-- Problem details --
Reproduce every one of the rows below word for word, without altering anything.

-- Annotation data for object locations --

········

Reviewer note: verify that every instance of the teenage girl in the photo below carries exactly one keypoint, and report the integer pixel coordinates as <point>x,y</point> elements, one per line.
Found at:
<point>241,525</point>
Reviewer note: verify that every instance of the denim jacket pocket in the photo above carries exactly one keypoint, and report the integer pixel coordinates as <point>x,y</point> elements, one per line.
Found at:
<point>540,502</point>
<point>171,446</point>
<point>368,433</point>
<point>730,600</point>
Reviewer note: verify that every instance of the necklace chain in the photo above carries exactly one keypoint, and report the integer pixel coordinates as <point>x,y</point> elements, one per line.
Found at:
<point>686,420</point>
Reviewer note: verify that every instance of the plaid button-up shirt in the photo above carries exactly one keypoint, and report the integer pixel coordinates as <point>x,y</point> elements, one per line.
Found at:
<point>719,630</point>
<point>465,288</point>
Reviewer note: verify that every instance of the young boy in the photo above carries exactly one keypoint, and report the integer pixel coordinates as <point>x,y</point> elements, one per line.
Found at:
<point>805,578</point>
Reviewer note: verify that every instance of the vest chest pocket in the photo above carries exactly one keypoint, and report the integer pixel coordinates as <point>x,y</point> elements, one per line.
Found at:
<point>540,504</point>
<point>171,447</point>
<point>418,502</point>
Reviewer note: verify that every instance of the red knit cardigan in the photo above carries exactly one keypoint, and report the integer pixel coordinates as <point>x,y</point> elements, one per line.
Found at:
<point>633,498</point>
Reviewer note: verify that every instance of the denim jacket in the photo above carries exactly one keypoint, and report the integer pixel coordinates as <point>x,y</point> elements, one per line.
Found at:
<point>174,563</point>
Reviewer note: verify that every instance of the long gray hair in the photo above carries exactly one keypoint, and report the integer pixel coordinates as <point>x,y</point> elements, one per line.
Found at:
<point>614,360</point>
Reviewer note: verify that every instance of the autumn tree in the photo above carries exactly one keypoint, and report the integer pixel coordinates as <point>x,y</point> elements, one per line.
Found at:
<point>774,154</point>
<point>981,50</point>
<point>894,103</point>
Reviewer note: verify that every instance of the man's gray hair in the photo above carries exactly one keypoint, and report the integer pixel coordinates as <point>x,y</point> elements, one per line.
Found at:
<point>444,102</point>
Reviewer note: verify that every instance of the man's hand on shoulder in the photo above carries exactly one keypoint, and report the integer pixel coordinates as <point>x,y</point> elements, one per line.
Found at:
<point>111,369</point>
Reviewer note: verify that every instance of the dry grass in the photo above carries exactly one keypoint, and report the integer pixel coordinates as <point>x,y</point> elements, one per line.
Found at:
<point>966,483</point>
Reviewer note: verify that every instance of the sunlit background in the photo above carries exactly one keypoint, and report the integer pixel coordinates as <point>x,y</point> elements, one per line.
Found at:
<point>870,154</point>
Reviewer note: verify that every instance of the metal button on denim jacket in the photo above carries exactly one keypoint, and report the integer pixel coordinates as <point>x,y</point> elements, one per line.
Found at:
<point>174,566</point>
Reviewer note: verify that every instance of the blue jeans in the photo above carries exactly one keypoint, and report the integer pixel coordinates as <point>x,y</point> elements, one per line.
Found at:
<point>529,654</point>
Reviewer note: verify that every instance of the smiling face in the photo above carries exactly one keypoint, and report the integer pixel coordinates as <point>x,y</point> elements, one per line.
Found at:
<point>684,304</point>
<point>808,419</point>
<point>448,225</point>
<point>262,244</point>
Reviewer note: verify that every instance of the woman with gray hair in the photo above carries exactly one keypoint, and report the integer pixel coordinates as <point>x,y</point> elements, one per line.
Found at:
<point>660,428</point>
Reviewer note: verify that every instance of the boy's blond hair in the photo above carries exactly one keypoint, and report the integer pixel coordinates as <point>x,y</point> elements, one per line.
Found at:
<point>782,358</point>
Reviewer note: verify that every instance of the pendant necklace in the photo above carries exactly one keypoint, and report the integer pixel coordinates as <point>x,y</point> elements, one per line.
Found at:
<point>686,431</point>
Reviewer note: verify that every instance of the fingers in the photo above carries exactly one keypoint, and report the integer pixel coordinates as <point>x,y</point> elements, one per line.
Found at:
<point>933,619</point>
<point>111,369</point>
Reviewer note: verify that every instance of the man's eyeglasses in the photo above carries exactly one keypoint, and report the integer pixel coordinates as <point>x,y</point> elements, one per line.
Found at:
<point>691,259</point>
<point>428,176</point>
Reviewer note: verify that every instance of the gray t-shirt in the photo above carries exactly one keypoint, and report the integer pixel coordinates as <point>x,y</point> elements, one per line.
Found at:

········

-- Solution for this exercise --
Reviewer note: verify that every instance of the teenage girl in the photo below carries exactly one keypoint, and report the integer pixel coordinates as <point>x,y</point> elements, one per line.
Found at:
<point>241,525</point>
Reviewer note: verify that every instance of the denim jacket pocket in the photo above carries exactly one keypoint, and report the integer pixel coordinates as <point>x,y</point> elements, one per line.
Found at:
<point>540,502</point>
<point>171,446</point>
<point>368,433</point>
<point>730,600</point>
Reviewer note: verify that every instance of the necklace chain in the photo above carries exactly one keypoint, and report the integer pixel coordinates as <point>x,y</point> elements, one per line.
Found at:
<point>686,420</point>
Reviewer note: verify that every instance of the plaid button-up shirt in the photo above carries exactly one keypoint, and report the integer pixel coordinates as <point>x,y</point> elements, one per line.
Found at:
<point>719,630</point>
<point>465,288</point>
Reviewer note: verify that every instance of the young boy in the photo above carries exactly one keypoint, and report the integer pixel coordinates as <point>x,y</point> elements, one per line.
Found at:
<point>805,578</point>
Reviewer note: verify that every instance of the vest chest pocket in the photo above carries exactly one keypoint, and report the integer pixel coordinates as <point>x,y</point> elements, one per line.
Found at:
<point>540,504</point>
<point>171,447</point>
<point>418,502</point>
Reviewer note: verify that every instance of the red knit cardigan in the photo above carries exactly one keypoint, and report the integer pixel coordinates as <point>x,y</point> elements, one per line.
Found at:
<point>633,498</point>
Reviewer note: verify that every instance of the denim jacket in the photo above carries exactly one keypoint, and report the integer pixel coordinates as <point>x,y</point> elements, one per line.
Found at:
<point>174,563</point>
Reviewer note: verify that every instance of the long gray hair in the photo above carries exactly one keypoint, and report the integer pixel coordinates as <point>x,y</point> elements, one per line.
Found at:
<point>614,360</point>
Reviewer note: verify that every instance of the autumn tree in the photo above carries exactly one keypoint, and report the integer pixel coordinates as <point>x,y</point> elements, one per line.
Found at:
<point>774,154</point>
<point>981,50</point>
<point>894,103</point>
Reviewer note: verify that every instance of the man's gray hair in the photo above carries exactly one keypoint, and report the integer pixel coordinates as <point>x,y</point> elements, one per line.
Found at:
<point>444,102</point>
Reviewer note: verify that every instance of the man's hand on shoulder in the photo above carries exactly one keypoint, and report the integer pixel coordinates as <point>x,y</point> elements, one per line.
Found at:
<point>111,369</point>
Reviewer note: verify that every instance of the dry grass in the photo above carries exactly one keypoint, and report the integer pixel coordinates as <point>x,y</point> elements, one per line.
Found at:
<point>966,483</point>
Reviewer note: verify that every instance of the sunlit background in the photo above carries exactly one keypoint, and report the integer pixel coordinates as <point>x,y</point> elements, one per line.
Found at:
<point>870,154</point>
Reviewer note: verify that every instance of the metal button on denim jacket in the photo above carries exactly one keypoint, and report the integer pixel coordinates as <point>x,y</point> elements, one per line.
Found at:
<point>174,566</point>
Reviewer note: verify that every instance of the blue jeans in the photo above carries exactly one keypoint, and report the integer pixel coordinates as <point>x,y</point> elements, one per line.
Found at:
<point>529,654</point>
Reviewer note: verify that every instance of the smiling face in the photo above carries exactly one keypoint, and report the integer pixel coordinates as <point>x,y</point> elements, one per line.
Found at:
<point>684,304</point>
<point>808,419</point>
<point>448,225</point>
<point>262,244</point>
Reviewer note: verify that every instance of the woman with gray hair in the photo above carries exactly one keypoint, and report the integer pixel coordinates as <point>x,y</point> elements, one per line.
Found at:
<point>660,428</point>
Reviewer note: verify that every instance of the boy's blond hair in the photo above carries exactly one keypoint, and report the integer pixel coordinates as <point>x,y</point> elements, one per line.
Found at:
<point>782,358</point>
Reviewer note: verify that every instance of the pendant necklace in the photo above carries exactly one keypoint, and report the integer pixel coordinates as <point>x,y</point> elements, one per line.
Found at:
<point>686,431</point>
Reviewer note: verify that every instance of the fingers in the photo above carries exactly one keypoint, and report the integer pixel coordinates as <point>x,y</point> elements, one per line.
Found at:
<point>933,619</point>
<point>111,369</point>
Reviewer note: verify that every instance of the man's eyeglasses in the photo above carries exactly one keypoint, and report the integer pixel coordinates as <point>x,y</point> elements, one per line.
Found at:
<point>691,259</point>
<point>428,176</point>
Reviewer note: verify that every instance of the gray t-shirt in the photo above carries exactly one keypoint, and report the integer pixel coordinates as <point>x,y</point> elements, one per line.
Found at:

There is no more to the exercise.